• Given problem 1: Reproduce the passage of the Riemann hypothesis thread from "Theorem : $\zeta(s)\neq" up to and including "the old problem.".

The Riemann hypothesis as a problem in analysis

Question

The recent post("Long-standing conjectures in analysis ... often turn out to be false") prompted me to think about a question which I have not given much though before: to what extent the Riemann hypothesis (RH) may be regarded as a problem in analysis. It may actually be not as silly as it sounds.

The particular side of it I am curious about is the following. The

Theorem : $\zeta(s)\neq 0$ for $\Re s>1$.

may be considered a very weak consequence of RH. However, this statement is only trivial in the context of number theory. One may ask, is it possible to give it a "purely analytic" proof, without using Euler product and other stuff related to the primes? Apparently, it is not possible to formulate this as a precise mathematical question because all the theories used to formalize analysis contain a good deal of arithmetic, but it should be precise enough for practical purposes. (You know number theory when you see it.)

Most likely such a proof does not exist yet, but some readers may know more about the relevant things then I do. I am honestly curious because while it definitely looks tough, it may be not entirely implausible. If such a proof is found, it might give us a fresh look on the old problem.

Since $\zeta(s)$ is a Dirichlet series for ${\text Re}(s) > 1$ with constant term $1$, we have $\zeta(s)\rightarrow 1$ as the real part of $s$ tends to infinity. Thus it is "trivial" that $\zeta(s) \not= 0$ when the real part of $s$ is sufficiently large. Bringing this fact all the way back to ${\text Re}(s) > 1$ needs some more input about the zeta-function. For example, the finite sums $\sum_{n=1}^{N} 1/n^s$ have zeros with real part greater than $1$ when $N$ is big enough (I think $N > 30$ or $40$ might be enough). — KConrad, Aug 02 '18 at 10:23
I remember once attending a talk by Serre on the history of the Riemann Hypothesis, where he explained (IIRC) that RH was once considered mainly a problem in analysis rather than number theory, and that [some famous mathematician whose name I now can't remember] had been assigned, for his doctorate, by [some other famous mathematician] the problem of proving RH, as a problem in analysis. (Evidently, this did not go well. Sadly, I don't remember who were the people involved, and I may have misremembered the whole story anyway.) — Gro-Tsen, Aug 02 '18 at 11:46
@Gro, it was Barnes who proposed that to the student, Littlewood. — Gerry Myerson, Aug 02 '18 at 12:27
a dissenting opinion, by J. Brian Conrey: It is my belief that RH is a genuinely arithmetic question that likely will not succumb to methods of analysis. There is a growing body of evidence indicating that one needs to consider families of L-functions in order to make progress on this difficult question. If so, then number theorists are on the right track to an eventual proof of RH, but we are still lacking many of the tools.

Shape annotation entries
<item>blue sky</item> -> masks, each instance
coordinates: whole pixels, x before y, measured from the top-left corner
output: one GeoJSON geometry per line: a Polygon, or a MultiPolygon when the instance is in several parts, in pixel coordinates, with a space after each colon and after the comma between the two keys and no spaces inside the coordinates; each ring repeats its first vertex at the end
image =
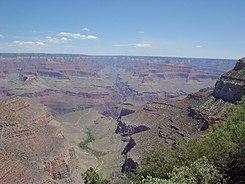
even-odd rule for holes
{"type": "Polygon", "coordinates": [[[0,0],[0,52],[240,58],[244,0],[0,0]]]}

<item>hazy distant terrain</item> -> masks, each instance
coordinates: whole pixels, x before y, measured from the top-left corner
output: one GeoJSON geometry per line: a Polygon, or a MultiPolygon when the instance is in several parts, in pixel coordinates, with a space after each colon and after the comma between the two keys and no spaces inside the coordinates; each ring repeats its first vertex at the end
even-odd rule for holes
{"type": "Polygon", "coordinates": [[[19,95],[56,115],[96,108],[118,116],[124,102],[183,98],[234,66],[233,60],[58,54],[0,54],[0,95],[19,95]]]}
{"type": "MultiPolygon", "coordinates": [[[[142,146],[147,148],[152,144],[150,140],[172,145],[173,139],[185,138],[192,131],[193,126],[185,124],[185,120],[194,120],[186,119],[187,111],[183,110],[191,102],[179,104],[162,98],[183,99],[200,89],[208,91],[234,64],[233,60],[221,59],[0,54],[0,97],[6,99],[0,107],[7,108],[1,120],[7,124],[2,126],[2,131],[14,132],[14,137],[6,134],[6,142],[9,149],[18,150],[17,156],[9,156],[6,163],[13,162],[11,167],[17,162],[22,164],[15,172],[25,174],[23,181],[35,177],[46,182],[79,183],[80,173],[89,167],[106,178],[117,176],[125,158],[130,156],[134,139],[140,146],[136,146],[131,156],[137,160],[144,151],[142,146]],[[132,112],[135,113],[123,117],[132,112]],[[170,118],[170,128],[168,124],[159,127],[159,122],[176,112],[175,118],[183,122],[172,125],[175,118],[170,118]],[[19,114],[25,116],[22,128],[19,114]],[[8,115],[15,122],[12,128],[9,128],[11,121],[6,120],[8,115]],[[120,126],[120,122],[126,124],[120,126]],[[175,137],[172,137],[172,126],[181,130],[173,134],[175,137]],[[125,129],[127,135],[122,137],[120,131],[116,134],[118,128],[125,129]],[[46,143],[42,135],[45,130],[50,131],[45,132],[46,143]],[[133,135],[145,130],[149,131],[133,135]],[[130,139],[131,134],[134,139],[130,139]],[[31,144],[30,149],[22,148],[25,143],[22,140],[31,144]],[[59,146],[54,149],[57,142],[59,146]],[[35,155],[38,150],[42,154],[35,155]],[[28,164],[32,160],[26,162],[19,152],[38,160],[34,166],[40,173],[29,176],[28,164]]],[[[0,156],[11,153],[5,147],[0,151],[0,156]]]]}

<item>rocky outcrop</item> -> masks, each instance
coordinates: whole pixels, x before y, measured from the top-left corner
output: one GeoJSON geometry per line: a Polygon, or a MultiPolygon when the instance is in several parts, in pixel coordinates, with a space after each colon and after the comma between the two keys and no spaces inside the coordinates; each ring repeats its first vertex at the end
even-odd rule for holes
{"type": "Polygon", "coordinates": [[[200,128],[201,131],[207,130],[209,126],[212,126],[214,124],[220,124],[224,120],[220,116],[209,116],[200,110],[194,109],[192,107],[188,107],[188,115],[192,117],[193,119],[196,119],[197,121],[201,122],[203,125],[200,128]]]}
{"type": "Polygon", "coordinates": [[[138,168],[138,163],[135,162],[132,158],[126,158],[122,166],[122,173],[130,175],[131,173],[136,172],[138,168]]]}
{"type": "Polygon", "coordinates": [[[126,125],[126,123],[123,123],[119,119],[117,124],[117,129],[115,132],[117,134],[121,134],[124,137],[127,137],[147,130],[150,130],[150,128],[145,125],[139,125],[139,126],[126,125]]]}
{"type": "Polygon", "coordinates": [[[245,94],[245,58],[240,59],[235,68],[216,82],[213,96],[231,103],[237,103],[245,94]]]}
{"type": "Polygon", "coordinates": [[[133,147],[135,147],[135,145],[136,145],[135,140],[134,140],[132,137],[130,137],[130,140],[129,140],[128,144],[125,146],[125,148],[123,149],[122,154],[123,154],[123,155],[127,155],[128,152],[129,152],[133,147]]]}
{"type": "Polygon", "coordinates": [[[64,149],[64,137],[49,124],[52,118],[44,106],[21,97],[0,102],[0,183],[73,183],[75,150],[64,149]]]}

--

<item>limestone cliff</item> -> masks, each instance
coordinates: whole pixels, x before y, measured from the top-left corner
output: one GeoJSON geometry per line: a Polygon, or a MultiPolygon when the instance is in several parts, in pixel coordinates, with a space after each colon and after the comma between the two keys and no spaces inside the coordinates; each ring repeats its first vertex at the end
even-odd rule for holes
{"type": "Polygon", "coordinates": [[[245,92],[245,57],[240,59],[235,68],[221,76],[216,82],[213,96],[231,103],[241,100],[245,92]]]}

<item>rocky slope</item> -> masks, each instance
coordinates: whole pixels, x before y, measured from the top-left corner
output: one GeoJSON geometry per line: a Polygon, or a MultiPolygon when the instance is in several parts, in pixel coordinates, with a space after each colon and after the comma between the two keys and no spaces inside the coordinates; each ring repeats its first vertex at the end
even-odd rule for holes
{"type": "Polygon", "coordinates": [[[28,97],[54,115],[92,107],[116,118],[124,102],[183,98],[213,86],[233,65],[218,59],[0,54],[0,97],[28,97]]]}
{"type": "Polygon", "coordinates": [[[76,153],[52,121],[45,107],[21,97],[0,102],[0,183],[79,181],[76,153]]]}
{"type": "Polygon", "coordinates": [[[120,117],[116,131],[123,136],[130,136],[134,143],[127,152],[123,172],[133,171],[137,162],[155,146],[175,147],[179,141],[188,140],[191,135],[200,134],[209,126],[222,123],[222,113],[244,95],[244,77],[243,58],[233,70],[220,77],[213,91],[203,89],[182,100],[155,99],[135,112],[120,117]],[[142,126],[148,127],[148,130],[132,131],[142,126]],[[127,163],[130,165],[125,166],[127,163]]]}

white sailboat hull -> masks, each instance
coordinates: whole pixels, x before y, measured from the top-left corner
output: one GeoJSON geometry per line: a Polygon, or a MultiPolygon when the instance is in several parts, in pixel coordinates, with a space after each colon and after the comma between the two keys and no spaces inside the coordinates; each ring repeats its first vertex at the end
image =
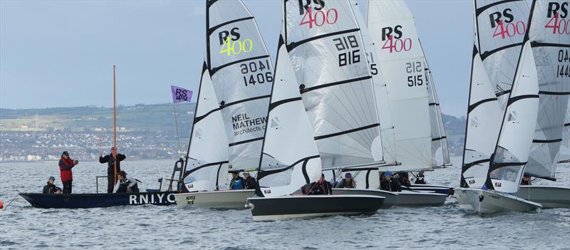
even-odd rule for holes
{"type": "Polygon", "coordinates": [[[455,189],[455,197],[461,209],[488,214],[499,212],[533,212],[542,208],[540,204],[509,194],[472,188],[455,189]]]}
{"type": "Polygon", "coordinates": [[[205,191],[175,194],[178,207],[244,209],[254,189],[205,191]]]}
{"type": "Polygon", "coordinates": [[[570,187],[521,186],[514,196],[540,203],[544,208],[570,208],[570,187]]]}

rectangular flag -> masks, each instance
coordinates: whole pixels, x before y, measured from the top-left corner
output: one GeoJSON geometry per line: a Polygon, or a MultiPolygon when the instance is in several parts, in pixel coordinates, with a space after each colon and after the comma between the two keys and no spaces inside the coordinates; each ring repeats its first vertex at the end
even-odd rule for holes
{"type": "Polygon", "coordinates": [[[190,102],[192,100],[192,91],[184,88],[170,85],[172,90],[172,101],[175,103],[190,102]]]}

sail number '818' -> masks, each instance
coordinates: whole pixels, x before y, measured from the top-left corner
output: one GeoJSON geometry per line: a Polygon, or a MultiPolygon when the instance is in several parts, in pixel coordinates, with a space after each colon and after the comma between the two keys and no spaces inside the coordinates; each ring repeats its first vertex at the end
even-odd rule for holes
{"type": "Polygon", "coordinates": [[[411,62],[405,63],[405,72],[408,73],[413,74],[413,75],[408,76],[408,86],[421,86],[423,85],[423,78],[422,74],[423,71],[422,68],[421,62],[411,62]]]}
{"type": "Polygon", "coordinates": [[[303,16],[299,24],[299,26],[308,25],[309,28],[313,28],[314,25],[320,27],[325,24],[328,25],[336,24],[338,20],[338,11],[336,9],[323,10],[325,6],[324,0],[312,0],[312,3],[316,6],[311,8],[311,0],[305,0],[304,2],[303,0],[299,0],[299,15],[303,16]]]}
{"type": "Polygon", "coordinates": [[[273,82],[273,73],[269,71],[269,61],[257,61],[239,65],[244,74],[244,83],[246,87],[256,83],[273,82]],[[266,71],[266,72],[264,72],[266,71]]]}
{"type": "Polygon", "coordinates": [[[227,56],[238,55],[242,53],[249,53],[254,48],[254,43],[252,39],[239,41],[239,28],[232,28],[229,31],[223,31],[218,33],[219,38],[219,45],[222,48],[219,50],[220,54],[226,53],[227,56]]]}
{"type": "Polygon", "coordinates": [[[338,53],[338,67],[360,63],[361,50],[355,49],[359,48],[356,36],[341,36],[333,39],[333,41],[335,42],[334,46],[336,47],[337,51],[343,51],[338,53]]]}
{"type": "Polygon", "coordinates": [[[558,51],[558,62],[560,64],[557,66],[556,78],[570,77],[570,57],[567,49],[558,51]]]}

• Given problem 2: State how many lines of the entries contain the string "rocky", giving only the number.

• Written answer 1:
Theorem : $\zeta(s)\neq 0$ for $\Re s>1$.

may be considered a very weak consequence of RH. However, this statement is only trivial in the context of number theory. One may ask, is it possible to give it a "purely analytic" proof, without using Euler product and other stuff related to the primes? Apparently, it is not possible to formulate this as a precise mathematical question because all the theories used to formalize analysis contain a good deal of arithmetic, but it should be precise enough for practical purposes. (You know number theory when you see it.)

Most likely such a proof does not exist yet, but some readers may know more about the relevant things then I do. I am honestly curious because while it definitely looks tough, it may be not entirely implausible. If such a proof is found, it might give us a fresh look on the old problem.

• Written answer 2: 2